- _STATED PROBLEM_
Nothing but the line with "Please place a point on the white front" and the lines after it, through the end of the records below, is to be repeated, exactly as it is.

- _RECORD EXTRACTS_

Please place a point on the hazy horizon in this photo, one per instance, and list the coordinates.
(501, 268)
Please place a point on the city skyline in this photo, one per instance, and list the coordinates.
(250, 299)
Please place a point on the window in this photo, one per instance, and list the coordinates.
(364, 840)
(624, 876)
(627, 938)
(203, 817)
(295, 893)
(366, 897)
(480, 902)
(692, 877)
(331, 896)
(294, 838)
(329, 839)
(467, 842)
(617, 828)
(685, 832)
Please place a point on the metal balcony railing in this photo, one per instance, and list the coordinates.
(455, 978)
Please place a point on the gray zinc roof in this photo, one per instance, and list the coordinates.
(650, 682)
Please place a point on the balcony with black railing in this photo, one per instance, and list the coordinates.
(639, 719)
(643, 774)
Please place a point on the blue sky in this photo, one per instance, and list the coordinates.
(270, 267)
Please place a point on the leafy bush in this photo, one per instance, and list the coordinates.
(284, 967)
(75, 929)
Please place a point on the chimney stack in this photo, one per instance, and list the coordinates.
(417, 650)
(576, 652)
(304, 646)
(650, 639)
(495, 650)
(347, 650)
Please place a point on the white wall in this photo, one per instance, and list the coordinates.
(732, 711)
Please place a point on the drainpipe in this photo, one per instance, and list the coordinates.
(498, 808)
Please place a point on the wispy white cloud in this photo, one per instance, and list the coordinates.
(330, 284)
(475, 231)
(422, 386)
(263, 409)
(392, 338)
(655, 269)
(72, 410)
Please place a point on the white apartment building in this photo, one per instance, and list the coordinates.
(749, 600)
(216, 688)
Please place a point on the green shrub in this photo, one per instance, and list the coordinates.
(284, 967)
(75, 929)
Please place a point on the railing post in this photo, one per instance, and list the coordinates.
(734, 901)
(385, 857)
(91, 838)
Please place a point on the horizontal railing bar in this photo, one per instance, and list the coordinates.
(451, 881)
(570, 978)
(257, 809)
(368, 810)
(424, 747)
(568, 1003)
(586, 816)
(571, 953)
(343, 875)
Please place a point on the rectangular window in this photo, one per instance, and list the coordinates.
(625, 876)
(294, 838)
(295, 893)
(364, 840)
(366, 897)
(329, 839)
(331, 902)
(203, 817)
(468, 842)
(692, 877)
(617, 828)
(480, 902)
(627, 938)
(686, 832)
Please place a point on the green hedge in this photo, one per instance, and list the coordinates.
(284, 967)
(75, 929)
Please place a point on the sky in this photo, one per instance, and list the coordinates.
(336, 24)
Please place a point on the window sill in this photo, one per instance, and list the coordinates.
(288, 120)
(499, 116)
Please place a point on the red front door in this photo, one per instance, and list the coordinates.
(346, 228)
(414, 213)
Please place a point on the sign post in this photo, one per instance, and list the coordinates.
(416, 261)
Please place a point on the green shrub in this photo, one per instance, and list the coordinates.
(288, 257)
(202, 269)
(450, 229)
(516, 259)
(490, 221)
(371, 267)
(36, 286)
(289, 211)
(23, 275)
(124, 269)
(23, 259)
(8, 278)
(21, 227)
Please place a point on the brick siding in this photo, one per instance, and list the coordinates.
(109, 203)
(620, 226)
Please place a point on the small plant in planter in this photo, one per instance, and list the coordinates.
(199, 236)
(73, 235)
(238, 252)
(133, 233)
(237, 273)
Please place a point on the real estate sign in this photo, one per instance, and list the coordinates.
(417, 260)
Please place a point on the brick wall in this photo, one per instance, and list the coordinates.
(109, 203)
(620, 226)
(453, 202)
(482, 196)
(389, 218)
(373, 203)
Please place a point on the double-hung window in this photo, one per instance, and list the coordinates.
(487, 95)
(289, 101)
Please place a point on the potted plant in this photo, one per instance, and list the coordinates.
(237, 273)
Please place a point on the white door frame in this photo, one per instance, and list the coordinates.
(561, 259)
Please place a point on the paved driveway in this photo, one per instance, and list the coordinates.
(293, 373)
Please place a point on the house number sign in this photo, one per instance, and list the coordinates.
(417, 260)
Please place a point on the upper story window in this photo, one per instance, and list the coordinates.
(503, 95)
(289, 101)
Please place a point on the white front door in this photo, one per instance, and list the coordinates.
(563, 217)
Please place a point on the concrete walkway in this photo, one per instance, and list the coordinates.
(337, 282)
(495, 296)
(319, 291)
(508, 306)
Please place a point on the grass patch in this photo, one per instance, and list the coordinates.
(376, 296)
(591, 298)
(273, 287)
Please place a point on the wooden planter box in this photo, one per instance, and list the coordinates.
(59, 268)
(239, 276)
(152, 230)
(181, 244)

- _EXERCISE SOLUTION_
Please place a point on the white front door in this photo, one per instance, and list the coordinates.
(563, 217)
Please place a point on the concrete walkway in this photo, one per instance, and list the coordinates.
(337, 282)
(495, 296)
(319, 291)
(508, 306)
Please place a point on the grass patch in this photo, one per instance, and list the coordinates.
(376, 296)
(591, 298)
(273, 287)
Please place a point on the wooden planter box in this photo, one per instance, and list the coordinates.
(59, 268)
(239, 276)
(152, 230)
(181, 244)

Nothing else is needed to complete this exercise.